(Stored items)
===============
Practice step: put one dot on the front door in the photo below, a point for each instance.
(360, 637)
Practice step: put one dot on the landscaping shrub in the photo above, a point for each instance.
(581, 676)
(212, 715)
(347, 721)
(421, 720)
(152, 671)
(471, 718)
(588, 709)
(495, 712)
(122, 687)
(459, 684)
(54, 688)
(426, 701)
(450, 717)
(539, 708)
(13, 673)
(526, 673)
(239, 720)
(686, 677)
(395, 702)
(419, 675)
===============
Task objective:
Keep only the lines from the line with "Practice step: put one dot on the landscaping" to the end of the records above, and repeat them exactly.

Finished exercise:
Practice step: put one dot on the landscaping shrub in the photo above, a point for each instance.
(581, 676)
(212, 715)
(347, 721)
(421, 720)
(152, 671)
(471, 718)
(588, 709)
(495, 712)
(122, 687)
(459, 684)
(54, 688)
(426, 701)
(450, 717)
(539, 708)
(13, 673)
(526, 673)
(239, 720)
(686, 677)
(395, 702)
(419, 675)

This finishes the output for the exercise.